**PROBLEM**
Convert the rows below into a JSON list of strings, one string per line with blank lines left out. Begin at the line that contains "Locate the short" and stop after the final line of the rows.

--- DATA TO USE ---

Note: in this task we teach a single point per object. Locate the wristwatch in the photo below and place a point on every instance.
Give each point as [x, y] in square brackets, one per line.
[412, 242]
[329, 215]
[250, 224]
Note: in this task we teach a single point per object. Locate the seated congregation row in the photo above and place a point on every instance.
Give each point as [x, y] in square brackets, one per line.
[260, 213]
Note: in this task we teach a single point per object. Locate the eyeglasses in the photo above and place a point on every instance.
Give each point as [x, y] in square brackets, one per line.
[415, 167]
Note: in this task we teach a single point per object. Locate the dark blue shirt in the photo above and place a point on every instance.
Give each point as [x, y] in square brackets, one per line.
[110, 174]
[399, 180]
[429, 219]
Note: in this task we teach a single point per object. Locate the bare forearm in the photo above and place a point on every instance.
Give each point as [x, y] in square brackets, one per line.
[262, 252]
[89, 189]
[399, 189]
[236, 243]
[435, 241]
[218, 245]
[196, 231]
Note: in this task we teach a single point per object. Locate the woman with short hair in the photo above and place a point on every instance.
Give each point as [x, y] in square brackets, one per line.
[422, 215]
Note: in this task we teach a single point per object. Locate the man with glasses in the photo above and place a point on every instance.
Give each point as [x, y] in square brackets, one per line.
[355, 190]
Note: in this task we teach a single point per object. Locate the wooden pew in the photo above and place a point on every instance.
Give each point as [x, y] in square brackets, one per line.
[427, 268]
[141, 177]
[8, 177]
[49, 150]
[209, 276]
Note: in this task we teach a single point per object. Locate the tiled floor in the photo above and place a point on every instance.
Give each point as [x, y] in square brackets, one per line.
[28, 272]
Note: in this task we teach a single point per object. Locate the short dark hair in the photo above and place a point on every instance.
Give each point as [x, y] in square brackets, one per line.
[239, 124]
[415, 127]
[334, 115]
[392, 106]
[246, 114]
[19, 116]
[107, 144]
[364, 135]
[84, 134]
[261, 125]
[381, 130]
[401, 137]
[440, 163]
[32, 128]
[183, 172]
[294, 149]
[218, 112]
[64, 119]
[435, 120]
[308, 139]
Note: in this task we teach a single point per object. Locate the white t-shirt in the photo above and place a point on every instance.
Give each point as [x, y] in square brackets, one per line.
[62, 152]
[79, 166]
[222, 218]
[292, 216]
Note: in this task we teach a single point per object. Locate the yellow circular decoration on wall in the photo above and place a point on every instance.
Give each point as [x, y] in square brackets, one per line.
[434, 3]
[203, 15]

---

**RESULT FOR THIS TASK**
[
  "Note: in this task we teach a single point per object. Locate the short dark hair in the photo above and place a point on every instance.",
  "Give each point as [x, y] in square brackets, one per line.",
  "[239, 124]",
  "[415, 127]",
  "[334, 115]",
  "[392, 106]",
  "[246, 114]",
  "[19, 116]",
  "[107, 144]",
  "[364, 135]",
  "[84, 134]",
  "[261, 125]",
  "[381, 130]",
  "[401, 137]",
  "[440, 163]",
  "[32, 128]",
  "[183, 172]",
  "[294, 149]",
  "[218, 112]",
  "[64, 119]",
  "[435, 120]",
  "[308, 139]",
  "Note: in this task we teach a single point per object. Locate the white t-shirt in the photo above and place a point on every instance.",
  "Give each point as [x, y] in square brackets, one per line.",
  "[62, 152]",
  "[79, 166]",
  "[222, 218]",
  "[292, 216]",
  "Note: in this task we teach a single point per object. Locate the yellow circular decoration on wall in the photo above and place a point on every instance.",
  "Give each point as [x, y] in square brackets, one per line.",
  "[434, 3]",
  "[203, 15]"
]